§ **Task details**
Render every line of the listing below as a Markdown table with the columns No. and Text. Leave out blank lines.

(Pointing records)

* START *

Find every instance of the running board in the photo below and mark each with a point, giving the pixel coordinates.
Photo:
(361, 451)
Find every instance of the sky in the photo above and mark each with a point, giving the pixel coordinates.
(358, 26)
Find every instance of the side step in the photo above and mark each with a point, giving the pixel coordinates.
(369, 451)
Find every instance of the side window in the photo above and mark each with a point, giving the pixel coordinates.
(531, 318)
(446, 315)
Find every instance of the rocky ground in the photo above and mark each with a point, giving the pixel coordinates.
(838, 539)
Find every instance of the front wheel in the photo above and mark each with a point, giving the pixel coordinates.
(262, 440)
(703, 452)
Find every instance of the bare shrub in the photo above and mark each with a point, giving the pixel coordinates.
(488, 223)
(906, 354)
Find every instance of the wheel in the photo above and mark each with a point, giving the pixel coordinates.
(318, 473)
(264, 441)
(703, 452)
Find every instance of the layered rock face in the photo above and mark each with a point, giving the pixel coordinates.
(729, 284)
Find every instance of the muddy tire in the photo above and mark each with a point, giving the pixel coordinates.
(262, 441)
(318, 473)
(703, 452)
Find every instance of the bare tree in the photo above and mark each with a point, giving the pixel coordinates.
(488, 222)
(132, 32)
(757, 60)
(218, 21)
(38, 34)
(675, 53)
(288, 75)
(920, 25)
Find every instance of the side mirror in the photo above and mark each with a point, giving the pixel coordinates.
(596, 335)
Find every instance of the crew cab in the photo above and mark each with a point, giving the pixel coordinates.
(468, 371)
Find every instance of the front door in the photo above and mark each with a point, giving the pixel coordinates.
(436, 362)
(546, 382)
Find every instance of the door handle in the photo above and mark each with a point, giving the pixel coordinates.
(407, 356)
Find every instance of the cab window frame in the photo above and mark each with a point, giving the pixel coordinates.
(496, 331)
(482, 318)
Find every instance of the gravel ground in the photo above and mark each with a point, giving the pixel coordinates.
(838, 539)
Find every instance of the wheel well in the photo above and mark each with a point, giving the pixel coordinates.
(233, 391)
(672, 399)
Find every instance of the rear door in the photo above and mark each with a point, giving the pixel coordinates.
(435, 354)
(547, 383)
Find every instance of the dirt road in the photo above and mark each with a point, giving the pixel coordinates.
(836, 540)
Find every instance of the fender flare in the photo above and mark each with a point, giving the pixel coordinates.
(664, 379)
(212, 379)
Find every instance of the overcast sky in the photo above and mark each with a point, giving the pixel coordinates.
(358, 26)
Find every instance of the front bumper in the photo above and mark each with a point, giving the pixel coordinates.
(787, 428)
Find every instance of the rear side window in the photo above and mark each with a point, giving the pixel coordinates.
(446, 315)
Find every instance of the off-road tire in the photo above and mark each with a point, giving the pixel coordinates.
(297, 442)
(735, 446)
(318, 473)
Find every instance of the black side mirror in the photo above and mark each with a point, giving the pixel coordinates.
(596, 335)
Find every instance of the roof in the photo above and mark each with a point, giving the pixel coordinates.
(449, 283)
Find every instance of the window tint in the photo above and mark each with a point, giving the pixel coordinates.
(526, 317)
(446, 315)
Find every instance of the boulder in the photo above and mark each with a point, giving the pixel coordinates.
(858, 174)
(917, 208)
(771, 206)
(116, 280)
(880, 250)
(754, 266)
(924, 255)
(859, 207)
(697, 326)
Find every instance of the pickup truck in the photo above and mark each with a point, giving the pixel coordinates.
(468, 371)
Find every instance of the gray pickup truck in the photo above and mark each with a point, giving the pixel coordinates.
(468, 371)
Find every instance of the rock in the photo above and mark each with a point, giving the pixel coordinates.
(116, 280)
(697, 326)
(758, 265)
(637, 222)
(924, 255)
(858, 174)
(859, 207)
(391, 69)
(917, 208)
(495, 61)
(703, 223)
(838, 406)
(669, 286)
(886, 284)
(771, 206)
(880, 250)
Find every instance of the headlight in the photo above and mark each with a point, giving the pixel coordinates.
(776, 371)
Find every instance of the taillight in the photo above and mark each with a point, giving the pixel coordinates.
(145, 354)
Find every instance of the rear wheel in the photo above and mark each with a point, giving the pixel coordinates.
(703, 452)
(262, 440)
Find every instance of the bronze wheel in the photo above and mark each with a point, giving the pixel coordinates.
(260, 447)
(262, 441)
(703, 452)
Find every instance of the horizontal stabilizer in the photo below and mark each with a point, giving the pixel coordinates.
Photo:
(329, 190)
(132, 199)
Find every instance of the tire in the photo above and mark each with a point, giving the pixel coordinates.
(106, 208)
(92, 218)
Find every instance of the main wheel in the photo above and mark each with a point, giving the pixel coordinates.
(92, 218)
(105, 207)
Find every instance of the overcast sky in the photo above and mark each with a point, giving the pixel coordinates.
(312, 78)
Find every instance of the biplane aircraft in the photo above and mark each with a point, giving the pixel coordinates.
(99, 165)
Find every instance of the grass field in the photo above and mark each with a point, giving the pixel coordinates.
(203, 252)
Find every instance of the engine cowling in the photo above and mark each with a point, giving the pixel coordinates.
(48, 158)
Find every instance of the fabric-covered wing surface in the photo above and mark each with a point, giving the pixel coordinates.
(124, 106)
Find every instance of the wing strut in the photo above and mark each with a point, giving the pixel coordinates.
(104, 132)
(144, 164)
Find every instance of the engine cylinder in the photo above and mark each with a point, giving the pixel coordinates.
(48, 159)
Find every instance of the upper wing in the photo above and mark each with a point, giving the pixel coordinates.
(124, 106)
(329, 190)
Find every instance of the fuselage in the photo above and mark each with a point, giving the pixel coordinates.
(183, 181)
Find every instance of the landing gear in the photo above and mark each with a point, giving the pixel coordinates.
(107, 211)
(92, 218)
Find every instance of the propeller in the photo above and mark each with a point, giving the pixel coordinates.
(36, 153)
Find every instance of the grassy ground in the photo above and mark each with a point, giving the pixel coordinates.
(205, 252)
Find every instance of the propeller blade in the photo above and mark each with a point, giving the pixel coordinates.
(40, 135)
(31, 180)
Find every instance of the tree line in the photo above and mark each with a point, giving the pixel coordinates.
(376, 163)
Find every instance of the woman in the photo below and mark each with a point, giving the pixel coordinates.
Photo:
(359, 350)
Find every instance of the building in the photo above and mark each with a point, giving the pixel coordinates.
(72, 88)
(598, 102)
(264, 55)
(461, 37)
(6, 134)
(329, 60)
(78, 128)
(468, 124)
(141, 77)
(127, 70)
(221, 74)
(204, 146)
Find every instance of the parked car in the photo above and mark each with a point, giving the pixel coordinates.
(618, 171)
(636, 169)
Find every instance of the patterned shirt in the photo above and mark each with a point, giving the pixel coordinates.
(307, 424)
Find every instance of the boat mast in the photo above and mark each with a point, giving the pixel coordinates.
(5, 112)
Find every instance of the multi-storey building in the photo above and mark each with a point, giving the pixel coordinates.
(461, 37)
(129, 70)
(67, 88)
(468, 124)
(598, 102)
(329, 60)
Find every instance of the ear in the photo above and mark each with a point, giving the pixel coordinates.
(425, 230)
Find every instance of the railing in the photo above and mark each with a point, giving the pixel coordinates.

* END *

§ **Exercise answer**
| No. | Text |
|---|---|
| 1 | Find every instance of the running board in the photo below and mark each with a point, giving the pixel coordinates. |
| 2 | Photo: |
| 3 | (361, 451) |
| 4 | Find every instance of the sky in the photo above and mark each with a point, giving the pixel coordinates. |
| 5 | (358, 26) |
| 6 | Find every instance of the side step in the photo above and mark each with a point, giving the pixel coordinates. |
| 7 | (369, 451) |
| 8 | Find every instance of the side window in the photo above and mark each with a point, giving the pixel coordinates. |
| 9 | (531, 318) |
| 10 | (446, 315) |
| 11 | Find every instance of the rocky ground in the photo above and mark each with a point, giving the pixel coordinates. |
| 12 | (838, 539) |
| 13 | Find every instance of the front wheel in the photo above and mark each with a point, giving the pixel coordinates. |
| 14 | (262, 440) |
| 15 | (703, 452) |
| 16 | Find every instance of the bare shrub in the photo above and mark each with a point, giving the pixel coordinates. |
| 17 | (488, 223) |
| 18 | (906, 354) |
| 19 | Find every instance of the wheel in the photo above and mark each with a point, giving the pixel coordinates. |
| 20 | (318, 473) |
| 21 | (264, 441) |
| 22 | (703, 452) |
| 23 | Find every instance of the layered rock face in the photo above and mark each with a point, giving the pixel coordinates. |
| 24 | (729, 284) |
| 25 | Find every instance of the muddy tire in the photo above and mark each with a point, giving the pixel coordinates. |
| 26 | (262, 441) |
| 27 | (318, 473) |
| 28 | (703, 452) |
| 29 | Find every instance of the bare tree in the photo above and mark each with a point, giving the pixel coordinates. |
| 30 | (488, 222) |
| 31 | (132, 32) |
| 32 | (757, 60) |
| 33 | (218, 21) |
| 34 | (38, 34) |
| 35 | (675, 53) |
| 36 | (288, 75) |
| 37 | (920, 25) |
| 38 | Find every instance of the side mirror in the photo above and mark each with a point, giving the pixel coordinates. |
| 39 | (596, 335) |
| 40 | Find every instance of the crew cab in the photo above and mark each with a point, giving the pixel coordinates. |
| 41 | (468, 371) |
| 42 | Find every instance of the front door in the photo above and mark each with a point, giving the pixel coordinates. |
| 43 | (436, 362) |
| 44 | (546, 382) |
| 45 | Find every instance of the door handle in the photo above and mark each with a point, giving the pixel coordinates. |
| 46 | (407, 356) |
| 47 | Find every instance of the cab window frame in the photo above and mark each with a point, giving the pixel coordinates. |
| 48 | (496, 331) |
| 49 | (482, 318) |
| 50 | Find every instance of the gravel ground in the photo above and mark each with a point, giving the pixel coordinates. |
| 51 | (838, 539) |
| 52 | Find every instance of the wheel well in the photo above and mark each with a point, giving the pixel coordinates. |
| 53 | (233, 391) |
| 54 | (672, 399) |
| 55 | Find every instance of the rear door in the photo above and mark each with a point, giving the pixel coordinates. |
| 56 | (435, 354) |
| 57 | (547, 383) |
| 58 | Find every instance of the dirt road in the photo above and mark each with a point, giving the pixel coordinates. |
| 59 | (836, 540) |
| 60 | Find every instance of the fender flare in the photo above and mark each with a point, giving the pixel coordinates. |
| 61 | (664, 379) |
| 62 | (212, 379) |
| 63 | Find every instance of the overcast sky in the photo above and mark each with a point, giving the pixel coordinates. |
| 64 | (358, 26) |
| 65 | Find every instance of the front bumper in the photo above and mark each with a point, giving the pixel coordinates. |
| 66 | (787, 428) |
| 67 | Find every instance of the rear side window in the photo above and mark each with a point, giving the pixel coordinates. |
| 68 | (446, 315) |
| 69 | Find every instance of the off-road tire in the photo above and mark each with a point, giving the pixel coordinates. |
| 70 | (297, 442) |
| 71 | (735, 446) |
| 72 | (318, 473) |
| 73 | Find every instance of the black side mirror in the photo above and mark each with a point, giving the pixel coordinates. |
| 74 | (596, 335) |
| 75 | Find every instance of the roof in the photo above and mark each with a point, giving the pixel coordinates. |
| 76 | (449, 283) |
| 77 | Find every instance of the window tint in the photo above and mark each with a point, giving the pixel coordinates. |
| 78 | (526, 317) |
| 79 | (446, 315) |
| 80 | Find every instance of the boulder in the photo above and mark each with a point, giving the pixel coordinates. |
| 81 | (858, 174) |
| 82 | (917, 208) |
| 83 | (771, 206) |
| 84 | (116, 280) |
| 85 | (880, 250) |
| 86 | (754, 266) |
| 87 | (924, 255) |
| 88 | (859, 207) |
| 89 | (697, 326) |
| 90 | Find every instance of the pickup truck in the photo above and mark each with a point, giving the pixel coordinates. |
| 91 | (468, 371) |
| 92 | Find every instance of the gray pickup truck in the photo above and mark each with a point, giving the pixel coordinates. |
| 93 | (468, 371) |
| 94 | Find every instance of the rock in the photo above and mark each with a point, giving the pixel coordinates. |
| 95 | (116, 280) |
| 96 | (697, 326) |
| 97 | (758, 265) |
| 98 | (637, 222) |
| 99 | (924, 255) |
| 100 | (858, 174) |
| 101 | (859, 207) |
| 102 | (391, 69) |
| 103 | (917, 208) |
| 104 | (495, 61) |
| 105 | (703, 223) |
| 106 | (838, 406) |
| 107 | (669, 286) |
| 108 | (886, 284) |
| 109 | (771, 206) |
| 110 | (880, 250) |
| 111 | Find every instance of the headlight in the photo above and mark each with a point, giving the pixel coordinates. |
| 112 | (776, 371) |
| 113 | Find every instance of the taillight in the photo above and mark each with a point, giving the pixel coordinates. |
| 114 | (145, 354) |
| 115 | Find every instance of the rear wheel in the photo above and mark each with a point, giving the pixel coordinates. |
| 116 | (703, 452) |
| 117 | (262, 440) |
| 118 | Find every instance of the bronze wheel in the photo above and mark each with a point, giving the pixel coordinates. |
| 119 | (260, 447) |
| 120 | (262, 441) |
| 121 | (703, 452) |
| 122 | Find every instance of the horizontal stabilizer in the photo below and mark each with a point, giving the pixel coordinates. |
| 123 | Photo: |
| 124 | (329, 190) |
| 125 | (132, 199) |
| 126 | Find every instance of the tire in the photo above and mark each with a point, giving the pixel coordinates. |
| 127 | (106, 208) |
| 128 | (92, 218) |
| 129 | Find every instance of the main wheel in the photo above and mark each with a point, giving the pixel coordinates. |
| 130 | (92, 218) |
| 131 | (105, 207) |
| 132 | Find every instance of the overcast sky in the photo above and mark each with a point, giving the pixel coordinates. |
| 133 | (312, 78) |
| 134 | Find every instance of the biplane aircraft in the photo above and mark each with a point, giving the pixel coordinates. |
| 135 | (99, 165) |
| 136 | Find every instance of the grass field in the photo above and mark each with a point, giving the pixel coordinates. |
| 137 | (203, 252) |
| 138 | Find every instance of the engine cowling in the photo above and mark each with a point, giving the pixel coordinates. |
| 139 | (48, 158) |
| 140 | Find every instance of the fabric-covered wing surface in the photo above and mark each with a point, giving the pixel coordinates. |
| 141 | (124, 106) |
| 142 | Find every instance of the wing strut in the photo above and mark each with a point, giving the pixel coordinates. |
| 143 | (104, 132) |
| 144 | (144, 164) |
| 145 | Find every instance of the engine cylinder in the photo above and mark each with a point, giving the pixel coordinates. |
| 146 | (48, 159) |
| 147 | Find every instance of the upper wing in the photo above and mark each with a point, giving the pixel coordinates. |
| 148 | (124, 106) |
| 149 | (329, 190) |
| 150 | Find every instance of the fuselage in the photo above and mark each with a point, giving the pixel coordinates. |
| 151 | (183, 181) |
| 152 | Find every instance of the landing gear in the photo above and mark each with a point, giving the pixel coordinates. |
| 153 | (107, 211) |
| 154 | (92, 218) |
| 155 | Find every instance of the propeller in the photo above and mark each with a point, giving the pixel coordinates. |
| 156 | (36, 153) |
| 157 | Find every instance of the grassy ground in the photo above and mark each with a point, giving the pixel coordinates. |
| 158 | (205, 252) |
| 159 | Find every instance of the propeller blade in the photo above and mark each with a point, giving the pixel coordinates. |
| 160 | (40, 135) |
| 161 | (31, 180) |
| 162 | Find every instance of the tree line in the photo above and mark each with a point, giving the pixel coordinates. |
| 163 | (376, 163) |
| 164 | Find every instance of the woman in the photo below and mark each with a point, giving the pixel coordinates. |
| 165 | Photo: |
| 166 | (359, 350) |
| 167 | Find every instance of the building in the photo above and mark each with a point, giving the pixel coordinates. |
| 168 | (72, 88) |
| 169 | (598, 102) |
| 170 | (264, 55) |
| 171 | (461, 37) |
| 172 | (6, 134) |
| 173 | (329, 60) |
| 174 | (78, 128) |
| 175 | (468, 124) |
| 176 | (141, 77) |
| 177 | (127, 70) |
| 178 | (221, 74) |
| 179 | (204, 146) |
| 180 | Find every instance of the parked car in the photo above and mark each with a point, giving the pixel coordinates. |
| 181 | (618, 171) |
| 182 | (636, 169) |
| 183 | Find every instance of the patterned shirt in the photo above and mark each with a point, giving the pixel coordinates. |
| 184 | (307, 424) |
| 185 | Find every instance of the boat mast in the photo above and mark each with a point, giving the pixel coordinates. |
| 186 | (5, 112) |
| 187 | Find every instance of the multi-storey building in the photo above and mark each with a point, giving the pixel coordinates. |
| 188 | (461, 37) |
| 189 | (129, 70) |
| 190 | (67, 88) |
| 191 | (468, 124) |
| 192 | (598, 102) |
| 193 | (329, 60) |
| 194 | Find every instance of the ear in the photo above and mark each with a point, giving the pixel coordinates. |
| 195 | (425, 230) |
| 196 | Find every instance of the railing in the photo above and mark each with a point, giving the pixel coordinates. |